**Your instructions**
Your answer should be the lines below from the one holding "Could you please drop a point on the pale" through the one holding "Could you please drop a point on the white stone", copied exactly and with nothing else.

::::::

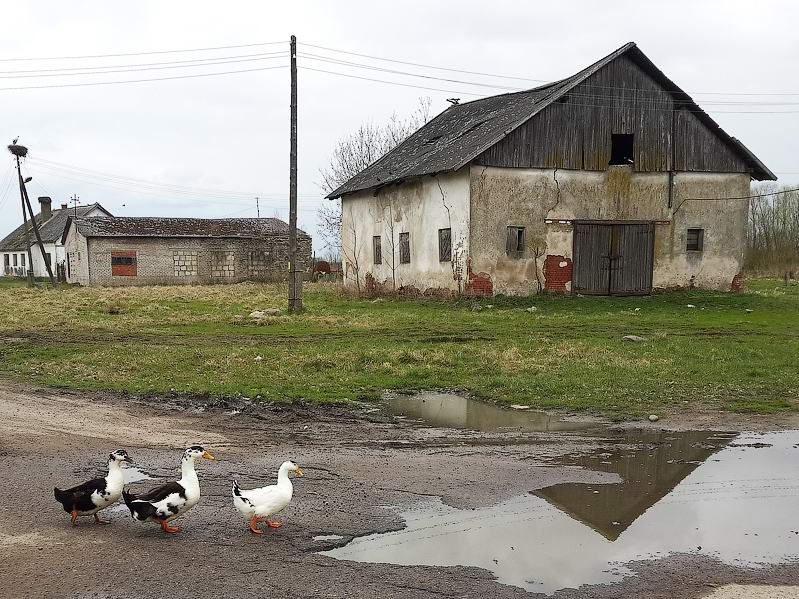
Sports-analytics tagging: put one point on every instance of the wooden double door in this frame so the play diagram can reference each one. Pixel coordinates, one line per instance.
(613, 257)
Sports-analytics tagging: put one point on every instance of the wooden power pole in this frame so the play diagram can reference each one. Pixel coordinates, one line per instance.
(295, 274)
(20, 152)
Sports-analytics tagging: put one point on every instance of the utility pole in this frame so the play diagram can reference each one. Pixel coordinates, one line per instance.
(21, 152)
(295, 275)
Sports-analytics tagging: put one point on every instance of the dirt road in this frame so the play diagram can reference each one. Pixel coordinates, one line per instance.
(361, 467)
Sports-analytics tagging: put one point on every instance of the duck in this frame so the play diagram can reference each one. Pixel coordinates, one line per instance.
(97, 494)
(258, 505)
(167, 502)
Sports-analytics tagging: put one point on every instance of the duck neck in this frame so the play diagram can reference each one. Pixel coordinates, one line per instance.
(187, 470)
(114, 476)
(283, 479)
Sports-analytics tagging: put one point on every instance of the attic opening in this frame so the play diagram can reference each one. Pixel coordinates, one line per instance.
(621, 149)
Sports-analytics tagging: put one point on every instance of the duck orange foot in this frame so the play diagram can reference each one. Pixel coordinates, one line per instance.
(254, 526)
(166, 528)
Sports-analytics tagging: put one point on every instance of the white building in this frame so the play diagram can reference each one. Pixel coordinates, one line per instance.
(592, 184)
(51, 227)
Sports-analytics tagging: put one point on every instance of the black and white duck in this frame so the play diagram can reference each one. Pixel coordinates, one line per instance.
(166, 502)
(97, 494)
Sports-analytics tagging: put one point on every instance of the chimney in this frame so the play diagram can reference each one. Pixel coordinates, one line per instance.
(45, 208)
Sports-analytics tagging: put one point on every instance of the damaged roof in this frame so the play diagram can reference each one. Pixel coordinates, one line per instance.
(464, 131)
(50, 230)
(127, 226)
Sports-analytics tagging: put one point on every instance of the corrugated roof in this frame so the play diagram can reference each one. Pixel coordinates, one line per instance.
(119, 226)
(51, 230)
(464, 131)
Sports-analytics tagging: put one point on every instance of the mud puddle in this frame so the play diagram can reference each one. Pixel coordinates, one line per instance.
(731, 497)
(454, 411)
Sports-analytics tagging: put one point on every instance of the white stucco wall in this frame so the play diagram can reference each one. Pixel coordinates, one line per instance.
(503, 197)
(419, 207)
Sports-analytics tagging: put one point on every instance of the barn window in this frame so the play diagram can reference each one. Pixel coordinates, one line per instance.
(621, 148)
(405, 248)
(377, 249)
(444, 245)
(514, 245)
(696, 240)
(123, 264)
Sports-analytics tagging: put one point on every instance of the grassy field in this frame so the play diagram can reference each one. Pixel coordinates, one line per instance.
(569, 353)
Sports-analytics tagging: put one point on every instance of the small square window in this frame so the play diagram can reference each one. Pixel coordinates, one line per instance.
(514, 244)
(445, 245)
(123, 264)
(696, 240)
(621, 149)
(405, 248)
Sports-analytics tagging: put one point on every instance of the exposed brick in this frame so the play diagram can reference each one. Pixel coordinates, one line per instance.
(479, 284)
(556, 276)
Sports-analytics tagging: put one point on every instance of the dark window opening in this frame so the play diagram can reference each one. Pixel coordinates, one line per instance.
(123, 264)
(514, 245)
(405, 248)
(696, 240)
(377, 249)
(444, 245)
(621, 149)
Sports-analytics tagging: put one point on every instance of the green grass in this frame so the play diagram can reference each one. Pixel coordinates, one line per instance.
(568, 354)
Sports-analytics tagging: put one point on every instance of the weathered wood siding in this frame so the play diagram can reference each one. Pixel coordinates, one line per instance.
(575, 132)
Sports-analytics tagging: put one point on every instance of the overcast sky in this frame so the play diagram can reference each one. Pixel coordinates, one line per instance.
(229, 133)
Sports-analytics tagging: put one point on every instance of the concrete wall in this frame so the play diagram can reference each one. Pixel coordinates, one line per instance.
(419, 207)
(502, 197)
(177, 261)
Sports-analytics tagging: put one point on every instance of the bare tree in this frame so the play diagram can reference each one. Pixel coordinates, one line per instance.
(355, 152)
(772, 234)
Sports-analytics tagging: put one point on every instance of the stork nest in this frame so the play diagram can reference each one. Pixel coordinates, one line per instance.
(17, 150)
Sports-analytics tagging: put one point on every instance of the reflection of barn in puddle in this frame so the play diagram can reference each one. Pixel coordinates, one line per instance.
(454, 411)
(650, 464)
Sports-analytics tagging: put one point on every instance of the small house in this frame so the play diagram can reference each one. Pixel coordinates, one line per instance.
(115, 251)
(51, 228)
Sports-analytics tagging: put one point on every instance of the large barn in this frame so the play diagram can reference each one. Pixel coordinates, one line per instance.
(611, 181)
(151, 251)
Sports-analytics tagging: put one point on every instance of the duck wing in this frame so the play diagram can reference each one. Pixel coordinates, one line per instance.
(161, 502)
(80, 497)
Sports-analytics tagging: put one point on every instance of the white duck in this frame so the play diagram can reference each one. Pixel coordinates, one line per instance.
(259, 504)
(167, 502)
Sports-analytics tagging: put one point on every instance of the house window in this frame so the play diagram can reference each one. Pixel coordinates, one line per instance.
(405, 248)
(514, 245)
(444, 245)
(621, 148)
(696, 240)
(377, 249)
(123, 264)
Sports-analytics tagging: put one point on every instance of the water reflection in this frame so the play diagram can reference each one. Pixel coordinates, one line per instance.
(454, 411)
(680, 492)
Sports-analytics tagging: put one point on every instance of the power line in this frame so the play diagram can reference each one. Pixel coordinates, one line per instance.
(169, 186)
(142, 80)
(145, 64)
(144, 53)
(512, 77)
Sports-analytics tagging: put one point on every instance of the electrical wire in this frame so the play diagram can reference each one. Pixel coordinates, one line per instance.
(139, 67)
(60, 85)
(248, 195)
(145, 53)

::::::

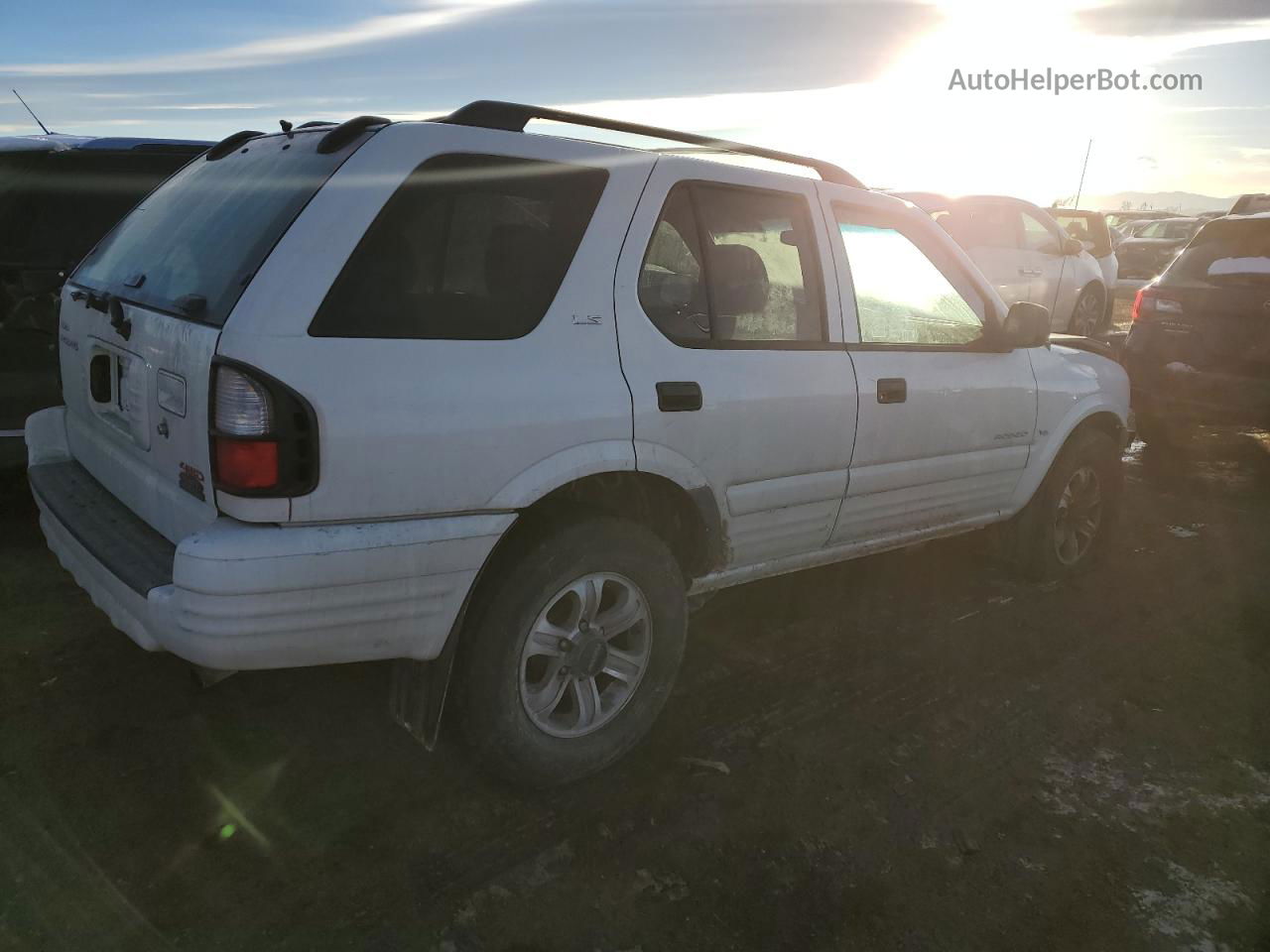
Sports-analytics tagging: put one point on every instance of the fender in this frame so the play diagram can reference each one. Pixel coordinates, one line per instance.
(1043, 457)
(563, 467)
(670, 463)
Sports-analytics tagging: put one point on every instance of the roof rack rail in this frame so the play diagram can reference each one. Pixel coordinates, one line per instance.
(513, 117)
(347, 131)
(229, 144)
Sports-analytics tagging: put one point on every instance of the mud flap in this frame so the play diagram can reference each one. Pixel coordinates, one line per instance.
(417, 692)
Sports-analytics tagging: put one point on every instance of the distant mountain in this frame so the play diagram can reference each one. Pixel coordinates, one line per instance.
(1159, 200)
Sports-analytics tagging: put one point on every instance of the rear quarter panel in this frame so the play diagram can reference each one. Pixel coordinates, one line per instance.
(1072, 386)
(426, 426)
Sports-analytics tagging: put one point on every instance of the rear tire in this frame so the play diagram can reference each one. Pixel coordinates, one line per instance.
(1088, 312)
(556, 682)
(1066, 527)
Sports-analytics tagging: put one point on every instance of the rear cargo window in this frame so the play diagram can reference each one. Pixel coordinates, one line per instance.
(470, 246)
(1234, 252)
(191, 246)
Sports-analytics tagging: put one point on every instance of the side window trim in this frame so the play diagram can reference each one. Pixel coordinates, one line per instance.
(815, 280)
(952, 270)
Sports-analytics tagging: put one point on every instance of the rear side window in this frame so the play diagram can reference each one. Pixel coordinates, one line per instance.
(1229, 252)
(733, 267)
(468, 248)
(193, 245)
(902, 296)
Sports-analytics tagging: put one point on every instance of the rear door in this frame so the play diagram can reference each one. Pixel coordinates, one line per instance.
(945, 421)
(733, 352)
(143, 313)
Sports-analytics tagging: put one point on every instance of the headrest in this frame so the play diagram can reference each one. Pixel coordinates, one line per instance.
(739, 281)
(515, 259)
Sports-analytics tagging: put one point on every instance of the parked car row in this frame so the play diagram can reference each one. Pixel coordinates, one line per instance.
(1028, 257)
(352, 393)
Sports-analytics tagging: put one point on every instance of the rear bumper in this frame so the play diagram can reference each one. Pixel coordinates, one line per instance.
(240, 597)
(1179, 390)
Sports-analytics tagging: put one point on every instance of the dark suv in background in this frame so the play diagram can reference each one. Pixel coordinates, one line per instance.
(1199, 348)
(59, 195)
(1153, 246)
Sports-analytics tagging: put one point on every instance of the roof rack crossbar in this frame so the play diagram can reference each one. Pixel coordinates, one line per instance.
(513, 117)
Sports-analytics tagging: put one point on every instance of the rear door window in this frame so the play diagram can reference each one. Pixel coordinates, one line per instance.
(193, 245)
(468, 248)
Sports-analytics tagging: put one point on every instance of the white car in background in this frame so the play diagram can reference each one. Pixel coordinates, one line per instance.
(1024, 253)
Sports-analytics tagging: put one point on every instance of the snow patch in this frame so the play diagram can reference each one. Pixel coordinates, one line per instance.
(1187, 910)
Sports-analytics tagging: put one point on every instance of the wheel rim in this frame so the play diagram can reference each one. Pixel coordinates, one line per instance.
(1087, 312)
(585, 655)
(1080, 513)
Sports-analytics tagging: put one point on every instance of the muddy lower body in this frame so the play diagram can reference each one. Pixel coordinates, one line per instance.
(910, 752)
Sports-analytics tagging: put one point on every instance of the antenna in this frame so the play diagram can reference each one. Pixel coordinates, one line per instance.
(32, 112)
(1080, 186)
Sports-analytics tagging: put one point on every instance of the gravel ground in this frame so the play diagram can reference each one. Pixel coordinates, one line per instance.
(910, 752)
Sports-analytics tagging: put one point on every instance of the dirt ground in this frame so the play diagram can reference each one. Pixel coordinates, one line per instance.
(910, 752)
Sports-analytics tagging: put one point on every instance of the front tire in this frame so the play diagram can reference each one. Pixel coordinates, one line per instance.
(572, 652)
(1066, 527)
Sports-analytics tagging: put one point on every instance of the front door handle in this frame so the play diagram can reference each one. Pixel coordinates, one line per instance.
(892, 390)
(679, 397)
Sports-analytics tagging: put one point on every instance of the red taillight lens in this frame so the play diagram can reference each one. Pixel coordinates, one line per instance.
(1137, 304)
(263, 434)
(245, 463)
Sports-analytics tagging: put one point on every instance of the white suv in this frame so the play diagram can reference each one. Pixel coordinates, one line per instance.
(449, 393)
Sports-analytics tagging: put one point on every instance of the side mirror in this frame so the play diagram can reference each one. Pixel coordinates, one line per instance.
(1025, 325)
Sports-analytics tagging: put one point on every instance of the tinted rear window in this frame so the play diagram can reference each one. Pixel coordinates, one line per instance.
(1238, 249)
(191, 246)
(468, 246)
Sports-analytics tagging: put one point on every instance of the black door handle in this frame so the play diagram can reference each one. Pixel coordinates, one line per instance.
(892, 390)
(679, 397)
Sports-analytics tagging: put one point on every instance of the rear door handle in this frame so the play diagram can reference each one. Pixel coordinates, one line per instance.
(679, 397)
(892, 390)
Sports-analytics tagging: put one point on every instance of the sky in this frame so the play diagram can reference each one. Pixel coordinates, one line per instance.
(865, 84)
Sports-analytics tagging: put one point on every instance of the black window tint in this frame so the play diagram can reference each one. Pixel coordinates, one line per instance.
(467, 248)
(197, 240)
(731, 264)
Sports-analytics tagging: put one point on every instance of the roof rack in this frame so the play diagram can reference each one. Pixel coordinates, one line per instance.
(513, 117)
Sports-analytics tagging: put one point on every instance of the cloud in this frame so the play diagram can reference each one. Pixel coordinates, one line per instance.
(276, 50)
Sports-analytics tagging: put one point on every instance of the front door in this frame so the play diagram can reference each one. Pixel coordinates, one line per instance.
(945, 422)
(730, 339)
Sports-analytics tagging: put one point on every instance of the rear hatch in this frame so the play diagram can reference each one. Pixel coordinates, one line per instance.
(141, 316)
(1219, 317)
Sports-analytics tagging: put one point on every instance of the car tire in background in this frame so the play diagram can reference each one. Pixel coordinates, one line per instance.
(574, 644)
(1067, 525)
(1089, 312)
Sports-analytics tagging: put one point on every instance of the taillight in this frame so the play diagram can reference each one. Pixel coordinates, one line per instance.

::::::

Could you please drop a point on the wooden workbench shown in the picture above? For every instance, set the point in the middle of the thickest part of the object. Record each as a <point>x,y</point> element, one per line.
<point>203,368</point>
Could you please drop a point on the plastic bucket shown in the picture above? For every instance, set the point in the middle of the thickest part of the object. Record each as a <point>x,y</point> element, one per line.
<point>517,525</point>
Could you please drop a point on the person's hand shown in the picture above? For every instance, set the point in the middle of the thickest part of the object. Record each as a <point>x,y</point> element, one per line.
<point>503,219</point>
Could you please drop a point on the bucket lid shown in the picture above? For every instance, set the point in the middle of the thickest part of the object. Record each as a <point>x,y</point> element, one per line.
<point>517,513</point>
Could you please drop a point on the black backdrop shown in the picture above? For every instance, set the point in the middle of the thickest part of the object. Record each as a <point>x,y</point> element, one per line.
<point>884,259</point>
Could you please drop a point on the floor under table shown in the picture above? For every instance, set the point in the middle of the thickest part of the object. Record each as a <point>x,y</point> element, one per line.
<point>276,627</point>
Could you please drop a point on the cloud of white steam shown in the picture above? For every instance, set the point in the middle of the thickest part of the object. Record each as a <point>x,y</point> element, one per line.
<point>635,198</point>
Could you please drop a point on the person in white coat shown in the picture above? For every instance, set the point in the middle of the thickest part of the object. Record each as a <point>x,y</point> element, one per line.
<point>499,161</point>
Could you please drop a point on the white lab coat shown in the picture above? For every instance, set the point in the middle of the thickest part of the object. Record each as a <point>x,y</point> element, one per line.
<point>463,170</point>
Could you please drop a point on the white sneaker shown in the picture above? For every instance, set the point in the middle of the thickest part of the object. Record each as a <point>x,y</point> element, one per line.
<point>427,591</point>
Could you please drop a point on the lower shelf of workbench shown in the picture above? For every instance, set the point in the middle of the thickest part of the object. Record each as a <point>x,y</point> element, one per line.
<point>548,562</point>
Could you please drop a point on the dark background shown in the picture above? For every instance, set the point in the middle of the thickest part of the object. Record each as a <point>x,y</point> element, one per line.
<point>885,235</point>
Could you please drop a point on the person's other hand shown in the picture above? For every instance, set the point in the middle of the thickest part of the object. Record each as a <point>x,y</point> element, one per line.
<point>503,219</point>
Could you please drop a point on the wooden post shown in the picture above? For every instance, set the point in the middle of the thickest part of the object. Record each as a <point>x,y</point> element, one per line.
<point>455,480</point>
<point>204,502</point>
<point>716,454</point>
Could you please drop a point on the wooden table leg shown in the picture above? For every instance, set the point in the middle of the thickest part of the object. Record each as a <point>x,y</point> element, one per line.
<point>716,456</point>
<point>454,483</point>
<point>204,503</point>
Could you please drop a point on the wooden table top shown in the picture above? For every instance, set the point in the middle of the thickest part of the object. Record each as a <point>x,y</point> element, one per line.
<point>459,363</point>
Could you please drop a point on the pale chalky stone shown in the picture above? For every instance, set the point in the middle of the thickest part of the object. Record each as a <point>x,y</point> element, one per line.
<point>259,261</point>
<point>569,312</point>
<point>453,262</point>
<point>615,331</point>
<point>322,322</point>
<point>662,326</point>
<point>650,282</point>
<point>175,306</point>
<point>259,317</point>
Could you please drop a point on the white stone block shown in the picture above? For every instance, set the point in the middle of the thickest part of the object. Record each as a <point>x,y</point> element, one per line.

::::::

**Task answer**
Could you please drop a point on the pale chalky stone shown in the picture above? For every instance, set the point in the middle of the thickest part of the object. Record each as a <point>x,y</point> element, one per line.
<point>259,261</point>
<point>569,312</point>
<point>453,262</point>
<point>615,331</point>
<point>322,322</point>
<point>662,326</point>
<point>650,282</point>
<point>175,306</point>
<point>259,317</point>
Could you please drop a point on the white stone block shown in the picture above? For every instance, set the point in the middle of the thickest part of the object. Record each as a <point>x,y</point> element, one per line.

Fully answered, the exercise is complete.